## THE EXERCISE
Copy out the part of the listing below from the line containing "A single point falls on each instance of the man" through the line containing "(1017, 123)", both included, without changing anything. Leave out the pictures.

## DATA EXCERPTS
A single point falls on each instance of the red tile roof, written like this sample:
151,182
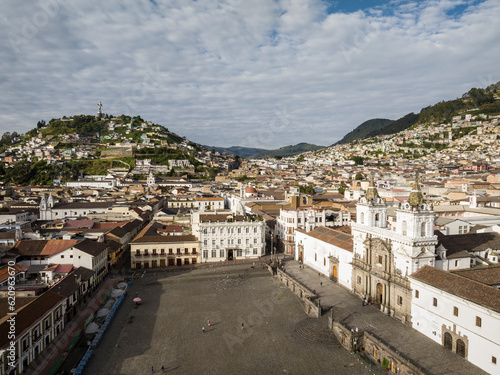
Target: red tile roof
470,290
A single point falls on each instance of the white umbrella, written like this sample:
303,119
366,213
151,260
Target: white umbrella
117,293
102,312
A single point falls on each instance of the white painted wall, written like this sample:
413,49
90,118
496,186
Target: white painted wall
484,341
323,250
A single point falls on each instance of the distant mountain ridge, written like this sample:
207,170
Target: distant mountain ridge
259,153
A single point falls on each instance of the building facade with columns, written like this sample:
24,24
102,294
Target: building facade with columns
383,258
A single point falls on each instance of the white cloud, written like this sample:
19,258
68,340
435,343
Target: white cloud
254,73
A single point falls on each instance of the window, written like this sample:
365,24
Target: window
461,348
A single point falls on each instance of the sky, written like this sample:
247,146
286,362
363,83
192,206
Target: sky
252,73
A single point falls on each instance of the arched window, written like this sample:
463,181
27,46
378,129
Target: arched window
448,341
460,348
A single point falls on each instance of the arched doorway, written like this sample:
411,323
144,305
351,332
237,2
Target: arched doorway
334,273
448,341
461,348
380,293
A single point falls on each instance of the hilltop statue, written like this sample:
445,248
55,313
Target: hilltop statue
99,106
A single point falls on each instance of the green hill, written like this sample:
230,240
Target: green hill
244,152
260,153
365,129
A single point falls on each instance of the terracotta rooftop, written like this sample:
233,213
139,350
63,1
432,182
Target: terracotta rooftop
470,290
488,276
470,242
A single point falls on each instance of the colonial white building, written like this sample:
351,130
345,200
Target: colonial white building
52,211
291,219
225,236
328,251
461,314
384,258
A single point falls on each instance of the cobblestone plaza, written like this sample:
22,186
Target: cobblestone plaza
166,330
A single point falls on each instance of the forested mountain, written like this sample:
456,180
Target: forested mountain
260,153
365,129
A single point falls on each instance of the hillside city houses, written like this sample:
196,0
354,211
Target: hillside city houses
419,237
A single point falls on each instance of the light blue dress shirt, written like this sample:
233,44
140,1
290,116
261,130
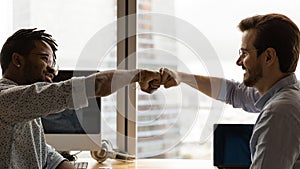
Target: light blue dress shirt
275,142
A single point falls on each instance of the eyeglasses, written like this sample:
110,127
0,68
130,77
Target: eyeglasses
244,52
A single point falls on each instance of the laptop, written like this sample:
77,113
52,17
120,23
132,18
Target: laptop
231,148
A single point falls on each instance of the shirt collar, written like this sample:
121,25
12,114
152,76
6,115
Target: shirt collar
291,79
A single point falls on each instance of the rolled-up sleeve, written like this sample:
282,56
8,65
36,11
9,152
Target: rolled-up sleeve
53,158
239,95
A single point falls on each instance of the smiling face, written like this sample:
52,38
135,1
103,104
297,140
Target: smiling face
38,64
249,60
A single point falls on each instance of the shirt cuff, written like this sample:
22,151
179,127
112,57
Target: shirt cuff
54,158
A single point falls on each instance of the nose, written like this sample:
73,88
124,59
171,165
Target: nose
239,61
52,70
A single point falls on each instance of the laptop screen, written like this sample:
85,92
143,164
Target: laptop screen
231,145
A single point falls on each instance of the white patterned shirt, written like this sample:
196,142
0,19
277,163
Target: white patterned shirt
22,140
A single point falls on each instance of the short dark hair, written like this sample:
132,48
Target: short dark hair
276,31
22,42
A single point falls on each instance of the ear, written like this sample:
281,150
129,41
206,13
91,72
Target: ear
17,60
270,56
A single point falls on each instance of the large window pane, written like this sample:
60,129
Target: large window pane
164,128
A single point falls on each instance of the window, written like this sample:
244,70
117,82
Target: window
176,123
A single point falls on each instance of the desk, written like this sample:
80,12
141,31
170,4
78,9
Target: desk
151,164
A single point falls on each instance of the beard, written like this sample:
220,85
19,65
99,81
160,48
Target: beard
252,76
32,76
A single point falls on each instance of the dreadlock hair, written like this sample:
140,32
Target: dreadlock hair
22,42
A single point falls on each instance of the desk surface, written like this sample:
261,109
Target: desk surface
151,164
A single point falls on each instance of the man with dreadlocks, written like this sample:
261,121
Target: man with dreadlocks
27,93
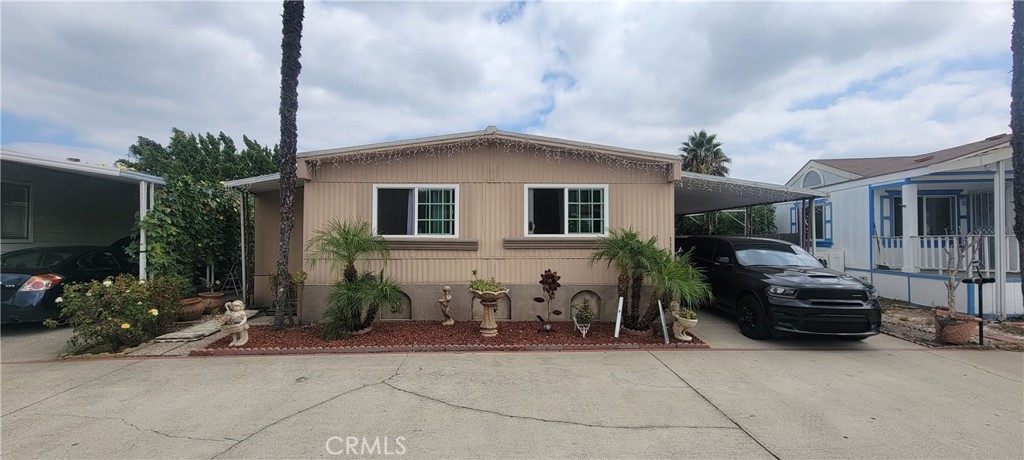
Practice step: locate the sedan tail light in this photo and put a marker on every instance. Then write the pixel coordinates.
(41, 283)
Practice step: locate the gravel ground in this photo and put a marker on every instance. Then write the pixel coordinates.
(399, 333)
(916, 325)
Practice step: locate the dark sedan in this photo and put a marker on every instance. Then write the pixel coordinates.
(33, 279)
(776, 288)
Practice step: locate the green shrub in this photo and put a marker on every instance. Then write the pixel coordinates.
(119, 312)
(583, 311)
(482, 285)
(352, 305)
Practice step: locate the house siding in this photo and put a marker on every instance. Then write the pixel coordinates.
(61, 214)
(491, 194)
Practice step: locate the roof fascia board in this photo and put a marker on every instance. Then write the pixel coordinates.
(752, 183)
(83, 168)
(508, 135)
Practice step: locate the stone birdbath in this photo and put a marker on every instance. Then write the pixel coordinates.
(488, 327)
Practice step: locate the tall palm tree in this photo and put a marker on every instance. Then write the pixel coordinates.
(291, 47)
(702, 154)
(631, 255)
(343, 244)
(1017, 123)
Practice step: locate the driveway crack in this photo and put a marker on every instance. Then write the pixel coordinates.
(69, 389)
(136, 427)
(546, 420)
(264, 427)
(755, 440)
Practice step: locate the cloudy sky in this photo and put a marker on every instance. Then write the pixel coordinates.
(779, 83)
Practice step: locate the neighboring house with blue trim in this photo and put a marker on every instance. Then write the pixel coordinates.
(890, 219)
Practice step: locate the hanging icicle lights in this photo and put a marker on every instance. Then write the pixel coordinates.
(453, 149)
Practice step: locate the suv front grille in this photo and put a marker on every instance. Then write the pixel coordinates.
(815, 295)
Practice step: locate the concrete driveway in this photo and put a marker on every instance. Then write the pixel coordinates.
(882, 398)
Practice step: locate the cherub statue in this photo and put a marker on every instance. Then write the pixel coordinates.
(684, 319)
(233, 322)
(443, 304)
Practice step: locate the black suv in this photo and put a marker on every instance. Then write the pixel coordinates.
(776, 288)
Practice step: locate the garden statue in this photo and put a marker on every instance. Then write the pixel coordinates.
(443, 304)
(684, 319)
(233, 322)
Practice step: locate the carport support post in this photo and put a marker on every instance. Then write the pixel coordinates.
(999, 235)
(143, 206)
(909, 227)
(242, 225)
(748, 221)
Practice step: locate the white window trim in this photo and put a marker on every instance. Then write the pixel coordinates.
(31, 214)
(416, 207)
(565, 198)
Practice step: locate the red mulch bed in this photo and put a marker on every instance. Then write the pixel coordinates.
(403, 336)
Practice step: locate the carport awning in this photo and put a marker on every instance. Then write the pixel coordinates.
(700, 193)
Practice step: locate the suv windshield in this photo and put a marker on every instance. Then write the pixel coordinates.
(34, 258)
(773, 254)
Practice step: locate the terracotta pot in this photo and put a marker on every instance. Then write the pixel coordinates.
(192, 308)
(956, 332)
(212, 301)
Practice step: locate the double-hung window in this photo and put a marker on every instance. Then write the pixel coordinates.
(15, 217)
(416, 210)
(566, 210)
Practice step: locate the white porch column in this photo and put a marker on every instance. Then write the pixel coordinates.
(909, 227)
(1001, 251)
(143, 207)
(242, 210)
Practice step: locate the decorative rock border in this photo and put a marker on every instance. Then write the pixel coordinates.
(436, 348)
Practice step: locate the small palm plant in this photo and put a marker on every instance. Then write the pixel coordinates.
(354, 301)
(676, 279)
(633, 257)
(353, 305)
(343, 244)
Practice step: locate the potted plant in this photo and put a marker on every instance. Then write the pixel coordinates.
(488, 292)
(583, 315)
(550, 284)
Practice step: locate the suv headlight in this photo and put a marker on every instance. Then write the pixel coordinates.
(781, 291)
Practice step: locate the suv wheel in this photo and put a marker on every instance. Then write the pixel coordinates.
(751, 317)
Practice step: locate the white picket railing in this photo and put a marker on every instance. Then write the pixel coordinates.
(931, 254)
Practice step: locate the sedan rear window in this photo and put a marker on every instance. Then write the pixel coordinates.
(33, 259)
(773, 254)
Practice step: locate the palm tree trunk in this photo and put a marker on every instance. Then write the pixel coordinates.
(637, 287)
(1017, 125)
(291, 47)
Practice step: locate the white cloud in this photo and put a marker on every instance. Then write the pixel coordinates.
(780, 83)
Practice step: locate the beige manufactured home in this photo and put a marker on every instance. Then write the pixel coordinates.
(508, 205)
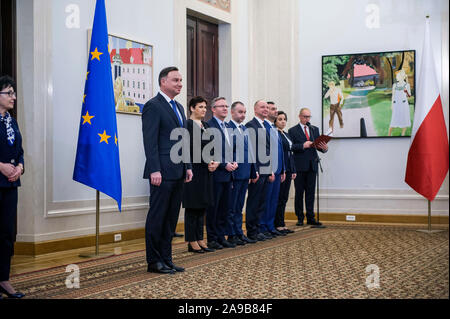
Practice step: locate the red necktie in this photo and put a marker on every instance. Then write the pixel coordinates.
(306, 133)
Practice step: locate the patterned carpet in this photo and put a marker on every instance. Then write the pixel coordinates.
(309, 264)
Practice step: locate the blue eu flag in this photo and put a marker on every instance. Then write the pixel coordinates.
(97, 162)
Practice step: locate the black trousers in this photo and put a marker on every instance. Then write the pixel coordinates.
(256, 205)
(217, 214)
(8, 218)
(194, 221)
(305, 186)
(162, 218)
(282, 201)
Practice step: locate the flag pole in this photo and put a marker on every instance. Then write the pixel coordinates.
(97, 253)
(429, 231)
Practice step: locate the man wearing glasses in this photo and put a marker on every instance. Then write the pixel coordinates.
(306, 164)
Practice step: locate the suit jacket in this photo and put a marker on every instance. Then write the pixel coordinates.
(10, 154)
(305, 159)
(221, 175)
(158, 121)
(255, 125)
(198, 193)
(288, 154)
(246, 169)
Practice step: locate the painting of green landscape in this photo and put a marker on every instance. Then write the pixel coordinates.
(369, 94)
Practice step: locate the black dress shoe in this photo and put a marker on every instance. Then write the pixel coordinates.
(207, 250)
(268, 235)
(17, 295)
(214, 245)
(160, 268)
(277, 233)
(192, 250)
(227, 244)
(260, 237)
(173, 267)
(247, 240)
(314, 223)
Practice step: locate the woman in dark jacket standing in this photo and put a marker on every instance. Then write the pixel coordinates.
(198, 194)
(11, 168)
(280, 123)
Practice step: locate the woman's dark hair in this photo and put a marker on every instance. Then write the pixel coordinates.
(6, 81)
(196, 100)
(281, 113)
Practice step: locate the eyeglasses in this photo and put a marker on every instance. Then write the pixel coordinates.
(10, 93)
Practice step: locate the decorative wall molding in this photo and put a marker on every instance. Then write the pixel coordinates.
(220, 4)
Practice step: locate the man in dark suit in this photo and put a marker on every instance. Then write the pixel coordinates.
(242, 175)
(160, 116)
(217, 214)
(306, 164)
(257, 190)
(273, 191)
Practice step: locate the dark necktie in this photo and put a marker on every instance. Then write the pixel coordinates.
(174, 107)
(306, 133)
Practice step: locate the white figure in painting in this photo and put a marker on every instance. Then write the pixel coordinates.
(401, 116)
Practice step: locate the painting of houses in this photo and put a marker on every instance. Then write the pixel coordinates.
(132, 72)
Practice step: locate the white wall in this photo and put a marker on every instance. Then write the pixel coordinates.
(372, 166)
(270, 51)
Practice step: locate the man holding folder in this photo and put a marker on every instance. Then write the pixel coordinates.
(306, 164)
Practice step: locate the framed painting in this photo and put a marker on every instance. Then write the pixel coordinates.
(132, 74)
(368, 94)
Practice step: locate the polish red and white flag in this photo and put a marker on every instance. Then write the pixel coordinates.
(428, 156)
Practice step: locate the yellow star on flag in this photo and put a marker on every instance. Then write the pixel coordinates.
(87, 118)
(96, 54)
(104, 137)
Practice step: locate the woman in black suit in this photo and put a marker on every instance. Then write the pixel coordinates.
(280, 123)
(198, 194)
(11, 168)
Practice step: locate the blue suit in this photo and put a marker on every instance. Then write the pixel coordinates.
(216, 214)
(257, 192)
(273, 191)
(158, 121)
(245, 171)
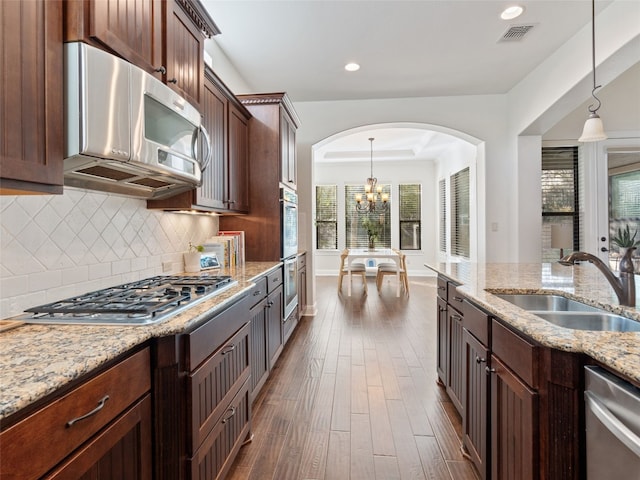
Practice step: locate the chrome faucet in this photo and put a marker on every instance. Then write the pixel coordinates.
(625, 286)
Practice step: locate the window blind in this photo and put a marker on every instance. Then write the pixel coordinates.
(409, 198)
(326, 217)
(356, 235)
(460, 234)
(442, 209)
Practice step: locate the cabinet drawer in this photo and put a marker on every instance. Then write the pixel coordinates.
(442, 288)
(274, 280)
(59, 428)
(259, 290)
(212, 386)
(516, 353)
(475, 321)
(207, 338)
(216, 455)
(453, 297)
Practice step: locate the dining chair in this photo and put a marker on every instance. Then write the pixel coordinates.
(357, 268)
(390, 269)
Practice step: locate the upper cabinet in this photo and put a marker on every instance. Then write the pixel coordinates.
(224, 182)
(276, 110)
(165, 38)
(31, 109)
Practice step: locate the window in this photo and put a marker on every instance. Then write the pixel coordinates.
(442, 208)
(409, 208)
(326, 217)
(356, 223)
(460, 235)
(559, 201)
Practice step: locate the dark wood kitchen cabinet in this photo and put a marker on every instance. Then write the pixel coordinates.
(262, 225)
(99, 429)
(522, 401)
(31, 100)
(224, 186)
(163, 37)
(201, 395)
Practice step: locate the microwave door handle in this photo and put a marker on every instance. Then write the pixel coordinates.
(205, 163)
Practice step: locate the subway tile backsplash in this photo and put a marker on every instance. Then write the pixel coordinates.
(56, 246)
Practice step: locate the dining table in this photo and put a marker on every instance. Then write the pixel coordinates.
(377, 253)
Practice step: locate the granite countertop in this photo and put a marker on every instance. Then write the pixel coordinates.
(618, 350)
(36, 360)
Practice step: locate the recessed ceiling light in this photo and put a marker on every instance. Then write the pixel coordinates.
(512, 12)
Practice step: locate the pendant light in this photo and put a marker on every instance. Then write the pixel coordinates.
(593, 129)
(374, 200)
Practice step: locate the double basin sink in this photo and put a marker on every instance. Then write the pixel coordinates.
(568, 313)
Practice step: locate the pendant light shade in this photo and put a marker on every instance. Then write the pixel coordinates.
(593, 129)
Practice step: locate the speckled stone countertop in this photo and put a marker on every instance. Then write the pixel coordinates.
(36, 360)
(585, 283)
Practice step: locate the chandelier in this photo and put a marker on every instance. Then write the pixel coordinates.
(593, 128)
(374, 200)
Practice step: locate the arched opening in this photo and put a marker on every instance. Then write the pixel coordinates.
(404, 157)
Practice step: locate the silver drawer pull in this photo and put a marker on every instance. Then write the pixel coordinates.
(233, 412)
(228, 349)
(92, 412)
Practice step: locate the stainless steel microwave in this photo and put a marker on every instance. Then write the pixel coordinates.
(126, 131)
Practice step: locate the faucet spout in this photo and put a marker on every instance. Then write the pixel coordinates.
(624, 286)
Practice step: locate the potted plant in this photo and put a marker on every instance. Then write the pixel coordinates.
(192, 258)
(627, 244)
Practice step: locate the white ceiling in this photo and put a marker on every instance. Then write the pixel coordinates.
(405, 48)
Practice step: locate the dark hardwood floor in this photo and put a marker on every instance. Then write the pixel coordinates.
(354, 394)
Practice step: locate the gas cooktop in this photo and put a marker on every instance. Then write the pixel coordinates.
(143, 302)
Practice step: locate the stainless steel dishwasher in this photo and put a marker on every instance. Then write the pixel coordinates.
(612, 410)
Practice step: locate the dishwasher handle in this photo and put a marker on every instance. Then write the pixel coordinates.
(615, 426)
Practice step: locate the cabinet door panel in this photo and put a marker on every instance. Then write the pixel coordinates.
(130, 28)
(31, 108)
(474, 422)
(514, 423)
(443, 341)
(455, 384)
(185, 62)
(214, 112)
(121, 451)
(238, 194)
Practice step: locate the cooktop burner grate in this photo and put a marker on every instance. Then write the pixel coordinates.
(140, 302)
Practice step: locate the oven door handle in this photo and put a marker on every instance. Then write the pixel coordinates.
(615, 426)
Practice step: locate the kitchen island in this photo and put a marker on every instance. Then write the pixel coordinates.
(517, 380)
(618, 350)
(37, 360)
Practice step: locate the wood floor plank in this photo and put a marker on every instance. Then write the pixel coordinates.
(433, 464)
(341, 418)
(381, 434)
(361, 465)
(386, 468)
(338, 456)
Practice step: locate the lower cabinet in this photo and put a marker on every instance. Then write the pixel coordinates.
(521, 401)
(201, 381)
(100, 429)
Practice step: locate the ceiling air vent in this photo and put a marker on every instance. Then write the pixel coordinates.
(515, 33)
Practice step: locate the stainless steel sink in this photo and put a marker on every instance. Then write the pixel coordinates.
(543, 302)
(601, 321)
(568, 313)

## RESULT OF THE EXERCISE
A single point falls on each instance of the man with dreadlocks, written like this sample:
261,121
Target: man with dreadlocks
27,93
Practice step: locate the sedan tail light in this photo and put a marker on every instance. Then write the pixel coordinates.
(41, 283)
Practice step: locate the gravel ground in this photo and put a marker on every instance. Then write the pixel coordinates.
(399, 333)
(916, 325)
Practice step: locate the dark sedan in this photo and put a marker on every instance. Then write the pixel coordinates.
(33, 279)
(776, 288)
Practice step: locate the green shrub in this photo and put a marker on every instance. Then write the pixel coordinates.
(119, 312)
(583, 311)
(482, 285)
(352, 305)
Practice step: locate the house siding in this photo and put a marker on every instance. Then write the pixel coordinates.
(61, 214)
(491, 194)
Practice step: locate the roof fascia board in this photo and put a marker on every instance. Then write the pixel coordinates.
(752, 183)
(83, 168)
(508, 135)
Practice step: locate the stone birdbath in this photo and put a marker on every instance. Then write the pixel coordinates.
(488, 327)
Practice step: locate the tall palm tree in this photo and put a marker on every instance. Then write the pixel coordinates.
(291, 47)
(702, 154)
(631, 255)
(343, 244)
(1017, 123)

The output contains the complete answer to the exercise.